**Passage shown**
-=-=-
Glackanacker: A Black Brother’s Beauty
The Black Brothers, Shay and Michael, have made their homes in the San Francisco Bay Area for many's the year now, where they are the backbone of the local live Irish music scene. They normally play a series of shows around Northern California early in the Spring. This year's gigs were cut short by the arrival of Covid-19 but fortunately, the brothers had completed a brilliant new album, Glackanacker, before the pandemic, placed everyone under house arrest.
Their new album opens up a whole new sonic landscape. Their voices, bright and pure, are paramount: there are two tracks where the voices alone are the instruments. But the CD is suffused with a richly textured sound palette launched by John Doyle's bouzouki underlay and Mike McGoldrick's pipes and whistle on the first track, Home by Barna. Doyle produced the album and his care for every musical detail is omnipresent. As a fine singer and songwriter himself, he knows how to present songs with the best possible setting and arrangement.
Shay and Michael are the emigrant branch of the illustrious, multi-generational musical Black clan. Many of the extended family sings on this album and a number of other Irish exiles also contribute. They are known for their store of Dublin songs but they also specialize in restoring obscure songs and rescuing others from years of abuse in pub sessions. Sometimes a song (and the singer) needs room to breathe and all of the tracks here get that precious space.
-=-=-
**Extracted information**

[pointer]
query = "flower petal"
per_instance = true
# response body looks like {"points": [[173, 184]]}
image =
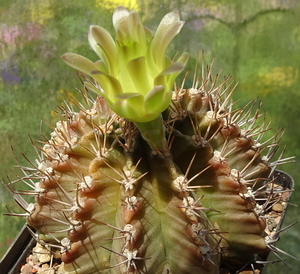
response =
{"points": [[103, 44], [139, 75], [79, 62]]}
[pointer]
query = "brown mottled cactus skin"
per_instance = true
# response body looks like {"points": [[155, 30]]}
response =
{"points": [[114, 196], [111, 204]]}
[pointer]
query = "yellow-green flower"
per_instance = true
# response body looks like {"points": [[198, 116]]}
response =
{"points": [[134, 75]]}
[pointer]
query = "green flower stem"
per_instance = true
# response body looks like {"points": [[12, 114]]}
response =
{"points": [[153, 132]]}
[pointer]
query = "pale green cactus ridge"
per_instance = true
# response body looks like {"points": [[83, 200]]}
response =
{"points": [[134, 75]]}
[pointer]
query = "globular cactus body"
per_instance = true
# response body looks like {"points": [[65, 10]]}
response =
{"points": [[111, 198]]}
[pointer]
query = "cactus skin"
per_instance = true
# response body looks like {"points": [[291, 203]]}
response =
{"points": [[111, 203]]}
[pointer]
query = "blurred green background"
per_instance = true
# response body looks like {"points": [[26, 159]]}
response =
{"points": [[257, 42]]}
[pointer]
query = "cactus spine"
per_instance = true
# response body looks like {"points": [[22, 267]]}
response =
{"points": [[111, 198]]}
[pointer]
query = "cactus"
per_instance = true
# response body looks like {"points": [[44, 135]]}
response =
{"points": [[144, 178]]}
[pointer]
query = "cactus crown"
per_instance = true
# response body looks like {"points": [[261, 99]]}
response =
{"points": [[143, 179]]}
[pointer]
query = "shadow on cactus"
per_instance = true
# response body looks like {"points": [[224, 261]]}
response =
{"points": [[147, 178]]}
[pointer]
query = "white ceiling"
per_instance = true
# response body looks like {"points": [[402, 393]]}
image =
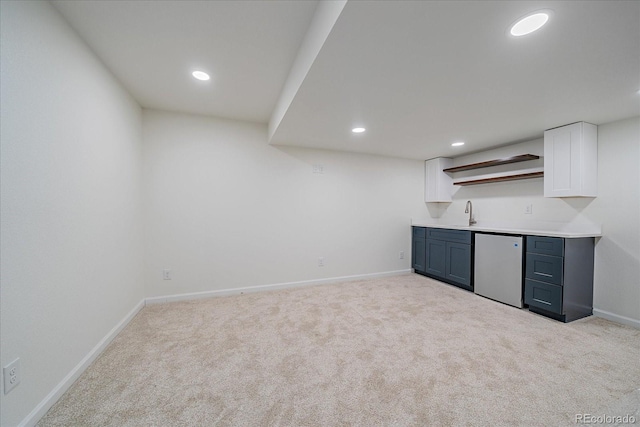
-=-=-
Reproduce the part of the review that begins at the words "Shay and Michael are" and ends after "that precious space.", substituting "Irish expatriates" for "Irish exiles". The records have no connection to the review.

**Answer to the problem**
Shay and Michael are the emigrant branch of the illustrious, multi-generational musical Black clan. Many of the extended family sings on this album and a number of other Irish expatriates also contribute. They are known for their store of Dublin songs but they also specialize in restoring obscure songs and rescuing others from years of abuse in pub sessions. Sometimes a song (and the singer) needs room to breathe and all of the tracks here get that precious space.